* [Stated task]: Convert the lines below into a JSON list of strings, one string per line, omitting any blank lines.

* [Point labels for objects]:
-=-=-
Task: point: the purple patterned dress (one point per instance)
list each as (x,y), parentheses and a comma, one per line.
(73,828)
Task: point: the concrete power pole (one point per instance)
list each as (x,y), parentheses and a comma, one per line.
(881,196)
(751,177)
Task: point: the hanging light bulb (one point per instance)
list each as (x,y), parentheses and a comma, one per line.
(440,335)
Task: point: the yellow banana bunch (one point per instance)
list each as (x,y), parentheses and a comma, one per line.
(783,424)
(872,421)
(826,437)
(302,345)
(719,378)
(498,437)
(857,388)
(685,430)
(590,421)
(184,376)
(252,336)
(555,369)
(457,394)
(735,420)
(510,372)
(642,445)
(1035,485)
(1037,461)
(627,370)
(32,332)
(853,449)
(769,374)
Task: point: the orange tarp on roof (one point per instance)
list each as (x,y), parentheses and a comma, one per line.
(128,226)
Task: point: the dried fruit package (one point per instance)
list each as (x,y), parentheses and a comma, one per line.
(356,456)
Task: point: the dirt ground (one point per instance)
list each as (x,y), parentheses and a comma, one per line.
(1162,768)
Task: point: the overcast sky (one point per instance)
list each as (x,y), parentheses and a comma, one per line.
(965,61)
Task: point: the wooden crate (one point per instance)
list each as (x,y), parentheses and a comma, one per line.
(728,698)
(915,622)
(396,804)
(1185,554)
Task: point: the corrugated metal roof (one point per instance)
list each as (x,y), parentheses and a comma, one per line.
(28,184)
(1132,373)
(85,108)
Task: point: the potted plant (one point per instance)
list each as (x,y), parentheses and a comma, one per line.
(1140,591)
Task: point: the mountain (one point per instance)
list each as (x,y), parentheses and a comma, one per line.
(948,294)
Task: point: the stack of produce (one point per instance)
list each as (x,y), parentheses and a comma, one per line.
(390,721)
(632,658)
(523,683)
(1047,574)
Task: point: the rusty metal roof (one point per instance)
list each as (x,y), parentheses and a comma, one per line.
-=-=-
* [Answer to the problem]:
[
  "Task: point: the purple patterned dress (one point per instance)",
  "list each as (x,y), parentheses and a comma, one per line.",
  "(73,828)",
  "Task: point: the concrete power pole (one point per instance)",
  "list each as (x,y), parentheses and a comma, one per line.",
  "(881,196)",
  "(751,177)",
  "Task: point: the hanging light bulb (one point per instance)",
  "list each as (x,y), parentheses and a comma, one per line.",
  "(440,335)",
  "Task: point: the yellow banana bunch (one point per instance)",
  "list each as (x,y), parentheses and a comma, one per line.",
  "(783,424)",
  "(872,421)",
  "(826,437)",
  "(302,345)",
  "(719,378)",
  "(498,437)",
  "(857,388)",
  "(685,430)",
  "(590,421)",
  "(184,376)",
  "(252,336)",
  "(555,369)",
  "(457,394)",
  "(735,420)",
  "(510,372)",
  "(642,445)",
  "(1035,485)",
  "(1037,461)",
  "(627,370)",
  "(32,332)",
  "(853,449)",
  "(769,374)",
  "Task: point: the orange tarp on roof (one point per instance)",
  "list each as (x,y), parentheses and a comma, one per line.",
  "(128,226)",
  "Task: point: the dried fruit package (one point per instance)",
  "list each as (x,y), parentheses and a comma, one per line.",
  "(356,456)",
  "Task: point: the dirt ground (one point per instance)",
  "list each as (x,y), parentheses and a comma, one per line.",
  "(1162,768)",
  "Task: point: the overcast sky (one point per instance)",
  "list each as (x,y), parentheses and a comma, one per line.",
  "(965,61)",
  "Task: point: the wooden crate (one point per instance)",
  "list each as (x,y), parentheses and a comma, one per line.",
  "(728,698)",
  "(915,622)",
  "(396,804)",
  "(1185,554)",
  "Task: point: the corrugated metal roof (one point per instance)",
  "list each as (x,y), parentheses and a comma, one per line.",
  "(28,184)",
  "(1132,373)",
  "(85,108)",
  "Task: point: the potted plant (one point per instance)",
  "list each as (x,y), parentheses and a comma, one per line.",
  "(1140,591)",
  "Task: point: the mountain (one point per instance)",
  "list each as (x,y), parentheses and a comma, one per line.",
  "(948,294)",
  "Task: point: the stack of produce (one point per instance)",
  "list each as (x,y), parentheses and a comma, one per line.",
  "(390,721)",
  "(632,658)",
  "(523,683)",
  "(1047,574)",
  "Task: point: the rusty metal roof (one point per instance)",
  "list each as (x,y), parentheses and a comma, one per line."
]